● **TASK BRIEF**:
Rewrite the BioQueue text starting with "Other handy functions" and going on through "about jobs’ safety.", using "collaborators" in place of "partners".

● **SELECTED TEXT**:
---

Limited by the design of software or the system resources, many currently available tools cannot fully use the system resources allotted to them or may not achieve excellent efficiency and can even generate errors (such as memory overflow) when running multiple jobs simultaneously. When running each step, BioQueue monitors the actual resources (CPU, peak memory usage, and disk usage) that a step occupies and predicts future resources usage for this step from collected data. It then uses a greedy-algorithm-based dispatcher to arrange the execution order of multiple jobs to ensure the maximum usage of resources and thus speed up the overall efficiency of analysis. For analyzing the same set of data with the identical pipeline, BioQueue can save up to 46% of the required time (boosting rates vary depending on protocols).

Protecting the integrity of results

To protect the integrity of analysis results from human errors (like overwriting a result file by accident), BioQueue actively scans the changes on the inputs and outputs that jobs depend and produce. If files are changed after the job is finished, a color indication (red) will be added to the corresponding job cards.

Another common situation is that after a specific period, you may need to rerun the same analysis for different reasons (like you want to test the reproducibility of the results). BioQueue keeps track of the versions of protocols that jobs used, and if a job is not generated with the latest protocol, another color indication (yellow) will be added to the job cards warning that rerun the job may yield inconsistent results.

BioQueue also supports achieving job files and backup them to a different destination to prevent the effect of disk failure.

Other handy functions

  • Steps can be executed in different conda/venv environments so that you can handle dependencies that different tools/software requires with ease;
  • BioQueue provides a registry of biosamples, and automatically associates jobs with registered samples;
  • BioQueue has two types of account groups: worker (with read and write permission) and viewer (read only). You can create viewer accounts and share the account info with your partners, they will be able to download files, and you don’t need to worry about jobs’ safety.

---

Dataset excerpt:
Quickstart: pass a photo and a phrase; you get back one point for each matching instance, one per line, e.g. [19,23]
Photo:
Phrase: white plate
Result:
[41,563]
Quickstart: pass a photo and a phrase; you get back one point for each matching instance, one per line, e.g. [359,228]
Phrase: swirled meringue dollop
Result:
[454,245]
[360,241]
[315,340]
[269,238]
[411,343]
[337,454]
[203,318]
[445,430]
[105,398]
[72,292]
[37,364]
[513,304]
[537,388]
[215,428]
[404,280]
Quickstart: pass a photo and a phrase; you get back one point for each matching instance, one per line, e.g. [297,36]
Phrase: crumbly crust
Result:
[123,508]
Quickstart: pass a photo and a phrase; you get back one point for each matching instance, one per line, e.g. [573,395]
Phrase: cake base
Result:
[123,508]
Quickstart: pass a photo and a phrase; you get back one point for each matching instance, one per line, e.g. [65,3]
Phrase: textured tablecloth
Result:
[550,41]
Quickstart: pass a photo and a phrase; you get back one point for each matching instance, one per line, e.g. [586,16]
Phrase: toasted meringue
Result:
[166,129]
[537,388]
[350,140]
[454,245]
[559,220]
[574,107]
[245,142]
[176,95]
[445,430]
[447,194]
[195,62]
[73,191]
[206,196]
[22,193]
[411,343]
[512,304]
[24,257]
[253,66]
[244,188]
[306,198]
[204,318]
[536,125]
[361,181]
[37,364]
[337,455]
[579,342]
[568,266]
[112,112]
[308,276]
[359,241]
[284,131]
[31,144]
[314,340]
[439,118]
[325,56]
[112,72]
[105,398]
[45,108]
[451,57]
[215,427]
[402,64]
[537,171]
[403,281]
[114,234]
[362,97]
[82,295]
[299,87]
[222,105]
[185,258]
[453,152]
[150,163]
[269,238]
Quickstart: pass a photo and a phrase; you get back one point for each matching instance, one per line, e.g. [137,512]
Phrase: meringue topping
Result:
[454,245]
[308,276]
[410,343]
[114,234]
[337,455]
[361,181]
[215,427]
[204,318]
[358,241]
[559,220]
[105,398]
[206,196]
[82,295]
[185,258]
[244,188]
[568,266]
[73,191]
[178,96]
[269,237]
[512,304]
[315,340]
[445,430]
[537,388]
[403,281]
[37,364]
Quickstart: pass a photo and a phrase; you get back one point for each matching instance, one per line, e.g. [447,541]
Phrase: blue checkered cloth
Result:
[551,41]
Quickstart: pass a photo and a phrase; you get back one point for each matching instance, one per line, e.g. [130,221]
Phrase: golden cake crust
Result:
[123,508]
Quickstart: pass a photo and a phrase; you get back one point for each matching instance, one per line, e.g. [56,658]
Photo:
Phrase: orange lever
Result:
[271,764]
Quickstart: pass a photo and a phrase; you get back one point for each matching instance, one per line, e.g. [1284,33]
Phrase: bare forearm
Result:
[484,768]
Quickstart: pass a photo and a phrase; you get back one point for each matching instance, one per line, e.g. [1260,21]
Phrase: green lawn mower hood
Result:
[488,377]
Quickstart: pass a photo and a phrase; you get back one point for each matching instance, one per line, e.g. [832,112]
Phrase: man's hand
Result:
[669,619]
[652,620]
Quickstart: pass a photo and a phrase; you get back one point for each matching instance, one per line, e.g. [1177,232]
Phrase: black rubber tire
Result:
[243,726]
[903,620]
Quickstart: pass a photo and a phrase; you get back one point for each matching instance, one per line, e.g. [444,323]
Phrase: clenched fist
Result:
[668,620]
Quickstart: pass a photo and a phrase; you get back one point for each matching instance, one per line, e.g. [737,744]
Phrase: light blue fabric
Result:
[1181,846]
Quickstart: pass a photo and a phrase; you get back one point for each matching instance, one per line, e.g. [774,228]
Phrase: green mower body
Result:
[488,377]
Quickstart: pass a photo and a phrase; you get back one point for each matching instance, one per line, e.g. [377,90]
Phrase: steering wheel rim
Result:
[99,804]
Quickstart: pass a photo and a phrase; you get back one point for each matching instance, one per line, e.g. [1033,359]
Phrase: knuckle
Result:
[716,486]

---

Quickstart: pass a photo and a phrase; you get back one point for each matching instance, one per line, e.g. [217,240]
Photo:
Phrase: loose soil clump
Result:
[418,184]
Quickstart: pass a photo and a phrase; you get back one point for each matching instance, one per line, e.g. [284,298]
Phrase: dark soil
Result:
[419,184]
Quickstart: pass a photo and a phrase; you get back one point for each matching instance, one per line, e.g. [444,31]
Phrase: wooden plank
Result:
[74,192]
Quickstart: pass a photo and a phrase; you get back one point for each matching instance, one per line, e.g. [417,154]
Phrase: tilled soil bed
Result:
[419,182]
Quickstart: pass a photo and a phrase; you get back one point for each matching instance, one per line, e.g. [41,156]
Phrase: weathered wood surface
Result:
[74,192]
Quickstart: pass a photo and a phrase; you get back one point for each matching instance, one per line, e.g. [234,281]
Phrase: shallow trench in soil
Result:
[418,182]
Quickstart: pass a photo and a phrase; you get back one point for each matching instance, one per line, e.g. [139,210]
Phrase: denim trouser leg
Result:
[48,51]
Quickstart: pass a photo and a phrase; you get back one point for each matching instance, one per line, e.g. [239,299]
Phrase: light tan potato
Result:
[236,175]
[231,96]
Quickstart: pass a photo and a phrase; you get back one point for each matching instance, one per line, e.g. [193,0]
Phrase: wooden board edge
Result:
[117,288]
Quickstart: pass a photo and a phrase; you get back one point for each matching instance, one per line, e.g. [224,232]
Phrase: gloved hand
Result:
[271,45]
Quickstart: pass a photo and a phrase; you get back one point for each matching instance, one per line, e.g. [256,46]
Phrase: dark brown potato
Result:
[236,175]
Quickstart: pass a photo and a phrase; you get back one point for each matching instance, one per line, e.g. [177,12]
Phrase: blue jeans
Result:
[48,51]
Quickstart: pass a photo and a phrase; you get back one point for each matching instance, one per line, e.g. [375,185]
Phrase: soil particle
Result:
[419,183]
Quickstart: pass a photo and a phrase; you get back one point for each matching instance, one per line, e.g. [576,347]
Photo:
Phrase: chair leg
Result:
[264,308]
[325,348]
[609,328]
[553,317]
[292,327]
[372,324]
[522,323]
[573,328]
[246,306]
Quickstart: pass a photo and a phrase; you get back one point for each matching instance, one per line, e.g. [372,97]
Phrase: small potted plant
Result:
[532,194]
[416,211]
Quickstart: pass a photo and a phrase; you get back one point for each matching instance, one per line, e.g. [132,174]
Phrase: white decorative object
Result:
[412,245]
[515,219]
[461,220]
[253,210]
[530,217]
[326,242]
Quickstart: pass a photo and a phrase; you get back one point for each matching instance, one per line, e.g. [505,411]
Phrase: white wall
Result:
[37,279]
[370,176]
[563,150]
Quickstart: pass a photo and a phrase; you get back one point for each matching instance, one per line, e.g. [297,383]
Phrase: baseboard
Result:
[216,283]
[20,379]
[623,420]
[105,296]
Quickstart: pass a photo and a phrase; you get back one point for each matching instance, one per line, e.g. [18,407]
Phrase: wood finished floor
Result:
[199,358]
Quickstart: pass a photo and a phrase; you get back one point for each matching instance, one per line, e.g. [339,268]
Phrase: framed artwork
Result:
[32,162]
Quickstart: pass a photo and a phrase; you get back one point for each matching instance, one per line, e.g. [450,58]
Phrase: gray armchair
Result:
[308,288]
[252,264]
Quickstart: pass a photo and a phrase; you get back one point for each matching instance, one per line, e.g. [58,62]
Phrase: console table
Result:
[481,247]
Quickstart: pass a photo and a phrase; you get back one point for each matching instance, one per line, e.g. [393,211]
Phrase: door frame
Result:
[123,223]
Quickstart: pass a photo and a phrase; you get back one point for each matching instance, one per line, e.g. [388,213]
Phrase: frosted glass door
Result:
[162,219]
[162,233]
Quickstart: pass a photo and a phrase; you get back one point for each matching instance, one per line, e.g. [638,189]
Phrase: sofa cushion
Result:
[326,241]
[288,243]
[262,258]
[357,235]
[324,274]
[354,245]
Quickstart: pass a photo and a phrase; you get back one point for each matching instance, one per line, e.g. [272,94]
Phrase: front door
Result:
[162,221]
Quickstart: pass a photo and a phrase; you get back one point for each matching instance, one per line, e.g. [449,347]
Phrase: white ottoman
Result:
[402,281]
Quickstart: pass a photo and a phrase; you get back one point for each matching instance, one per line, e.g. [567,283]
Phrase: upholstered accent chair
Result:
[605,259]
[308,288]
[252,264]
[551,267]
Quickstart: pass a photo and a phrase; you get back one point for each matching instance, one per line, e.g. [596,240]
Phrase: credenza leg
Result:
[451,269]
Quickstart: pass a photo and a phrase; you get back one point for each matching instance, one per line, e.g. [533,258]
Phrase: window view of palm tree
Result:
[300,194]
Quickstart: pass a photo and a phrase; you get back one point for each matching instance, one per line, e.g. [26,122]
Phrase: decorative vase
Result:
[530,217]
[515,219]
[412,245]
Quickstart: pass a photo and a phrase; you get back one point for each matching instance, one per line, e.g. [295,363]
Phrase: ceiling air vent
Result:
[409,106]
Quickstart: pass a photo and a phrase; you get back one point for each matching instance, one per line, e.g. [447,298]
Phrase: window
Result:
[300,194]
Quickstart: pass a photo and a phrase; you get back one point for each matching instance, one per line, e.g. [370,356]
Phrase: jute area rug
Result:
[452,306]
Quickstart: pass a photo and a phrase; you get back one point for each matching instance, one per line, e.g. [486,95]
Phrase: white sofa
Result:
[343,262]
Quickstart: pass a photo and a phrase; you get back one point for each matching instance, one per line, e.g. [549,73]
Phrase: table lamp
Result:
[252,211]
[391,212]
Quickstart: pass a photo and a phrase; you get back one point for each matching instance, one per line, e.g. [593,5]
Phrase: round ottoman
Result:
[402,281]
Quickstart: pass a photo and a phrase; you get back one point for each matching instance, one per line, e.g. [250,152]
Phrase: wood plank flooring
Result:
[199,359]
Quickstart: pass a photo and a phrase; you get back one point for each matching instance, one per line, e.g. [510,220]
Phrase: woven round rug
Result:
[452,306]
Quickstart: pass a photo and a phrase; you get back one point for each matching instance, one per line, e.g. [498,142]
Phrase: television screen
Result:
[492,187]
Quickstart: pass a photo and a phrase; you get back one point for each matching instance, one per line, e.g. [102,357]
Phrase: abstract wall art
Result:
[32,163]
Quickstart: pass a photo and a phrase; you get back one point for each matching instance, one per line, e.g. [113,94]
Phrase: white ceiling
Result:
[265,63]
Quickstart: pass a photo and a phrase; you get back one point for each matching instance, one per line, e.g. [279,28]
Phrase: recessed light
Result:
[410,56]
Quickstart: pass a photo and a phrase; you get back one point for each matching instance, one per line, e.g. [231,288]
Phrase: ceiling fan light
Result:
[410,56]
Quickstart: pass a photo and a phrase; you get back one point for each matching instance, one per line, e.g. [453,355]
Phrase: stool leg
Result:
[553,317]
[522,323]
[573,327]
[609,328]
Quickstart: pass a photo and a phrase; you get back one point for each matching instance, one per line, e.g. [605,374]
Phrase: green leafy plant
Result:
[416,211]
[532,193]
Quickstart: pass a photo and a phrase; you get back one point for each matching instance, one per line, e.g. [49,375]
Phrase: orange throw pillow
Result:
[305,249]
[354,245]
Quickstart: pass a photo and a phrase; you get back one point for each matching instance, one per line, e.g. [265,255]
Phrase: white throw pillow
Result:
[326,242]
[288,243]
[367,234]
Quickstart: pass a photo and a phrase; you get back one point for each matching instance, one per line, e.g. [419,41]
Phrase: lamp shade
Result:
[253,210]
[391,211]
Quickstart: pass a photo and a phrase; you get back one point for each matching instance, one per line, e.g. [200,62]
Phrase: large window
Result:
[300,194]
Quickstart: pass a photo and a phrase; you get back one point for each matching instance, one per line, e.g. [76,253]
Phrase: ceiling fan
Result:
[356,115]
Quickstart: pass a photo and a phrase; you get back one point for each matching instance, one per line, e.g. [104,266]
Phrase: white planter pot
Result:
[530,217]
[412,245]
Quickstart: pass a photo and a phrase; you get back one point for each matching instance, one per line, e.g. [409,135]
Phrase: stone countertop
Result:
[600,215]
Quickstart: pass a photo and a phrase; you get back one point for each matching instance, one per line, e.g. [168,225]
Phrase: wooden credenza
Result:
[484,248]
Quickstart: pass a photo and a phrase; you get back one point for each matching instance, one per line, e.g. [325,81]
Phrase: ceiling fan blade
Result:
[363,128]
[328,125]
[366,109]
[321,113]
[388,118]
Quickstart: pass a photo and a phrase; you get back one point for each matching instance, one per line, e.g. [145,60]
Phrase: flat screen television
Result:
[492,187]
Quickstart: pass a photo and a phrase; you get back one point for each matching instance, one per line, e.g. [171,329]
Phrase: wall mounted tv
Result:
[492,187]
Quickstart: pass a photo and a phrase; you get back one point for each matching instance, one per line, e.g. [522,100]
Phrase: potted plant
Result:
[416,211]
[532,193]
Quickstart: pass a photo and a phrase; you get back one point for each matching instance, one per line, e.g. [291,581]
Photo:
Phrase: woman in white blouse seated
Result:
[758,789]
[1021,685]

---

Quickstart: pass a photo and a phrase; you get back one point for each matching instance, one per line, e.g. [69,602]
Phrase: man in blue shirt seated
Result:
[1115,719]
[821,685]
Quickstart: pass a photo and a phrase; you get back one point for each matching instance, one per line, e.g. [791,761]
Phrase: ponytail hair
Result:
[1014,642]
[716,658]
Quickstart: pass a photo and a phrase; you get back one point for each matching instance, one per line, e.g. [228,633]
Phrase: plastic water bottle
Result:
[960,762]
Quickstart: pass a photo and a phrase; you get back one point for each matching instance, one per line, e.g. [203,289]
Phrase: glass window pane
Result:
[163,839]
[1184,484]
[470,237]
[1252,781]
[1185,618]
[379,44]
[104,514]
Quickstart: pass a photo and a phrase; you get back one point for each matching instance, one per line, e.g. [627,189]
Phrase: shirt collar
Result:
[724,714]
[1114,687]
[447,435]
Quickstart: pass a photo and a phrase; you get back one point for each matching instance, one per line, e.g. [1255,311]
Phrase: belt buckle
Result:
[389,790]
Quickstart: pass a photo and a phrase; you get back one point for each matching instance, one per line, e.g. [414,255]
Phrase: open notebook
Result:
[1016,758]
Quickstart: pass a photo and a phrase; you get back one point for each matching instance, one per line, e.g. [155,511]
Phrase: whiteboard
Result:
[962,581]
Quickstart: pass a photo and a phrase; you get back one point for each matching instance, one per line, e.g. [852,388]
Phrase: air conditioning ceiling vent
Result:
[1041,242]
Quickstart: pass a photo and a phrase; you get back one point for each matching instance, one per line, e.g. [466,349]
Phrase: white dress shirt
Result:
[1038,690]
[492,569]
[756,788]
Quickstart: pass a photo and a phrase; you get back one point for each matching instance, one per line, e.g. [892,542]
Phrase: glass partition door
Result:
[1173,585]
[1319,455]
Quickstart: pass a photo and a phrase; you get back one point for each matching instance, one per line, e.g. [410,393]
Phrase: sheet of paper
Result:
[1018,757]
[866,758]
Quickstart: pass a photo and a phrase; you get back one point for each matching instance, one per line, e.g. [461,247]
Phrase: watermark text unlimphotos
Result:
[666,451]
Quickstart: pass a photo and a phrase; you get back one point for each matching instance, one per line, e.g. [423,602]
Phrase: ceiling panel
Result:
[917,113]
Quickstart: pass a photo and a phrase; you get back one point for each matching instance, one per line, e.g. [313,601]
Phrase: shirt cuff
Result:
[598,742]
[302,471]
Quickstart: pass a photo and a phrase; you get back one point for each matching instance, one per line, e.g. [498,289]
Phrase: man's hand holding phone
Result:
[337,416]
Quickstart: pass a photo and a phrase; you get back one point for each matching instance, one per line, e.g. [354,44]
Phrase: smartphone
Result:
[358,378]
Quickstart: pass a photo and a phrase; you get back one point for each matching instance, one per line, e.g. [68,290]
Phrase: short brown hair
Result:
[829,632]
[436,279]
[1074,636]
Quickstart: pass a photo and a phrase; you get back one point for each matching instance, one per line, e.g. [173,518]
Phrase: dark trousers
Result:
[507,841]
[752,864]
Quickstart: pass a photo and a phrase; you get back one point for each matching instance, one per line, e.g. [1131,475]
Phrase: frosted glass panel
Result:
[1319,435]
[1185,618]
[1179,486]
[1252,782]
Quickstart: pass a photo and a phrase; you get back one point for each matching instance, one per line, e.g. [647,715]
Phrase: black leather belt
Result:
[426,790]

---

● **WRITTEN RESPONSE**:
Other handy functions

  • Steps can be executed in different conda/venv environments so that you can handle dependencies that different tools/software requires with ease;
  • BioQueue provides a registry of biosamples, and automatically associates jobs with registered samples;
  • BioQueue has two types of account groups: worker (with read and write permission) and viewer (read only). You can create viewer accounts and share the account info with your collaborators, they will be able to download files, and you don’t need to worry about jobs’ safety.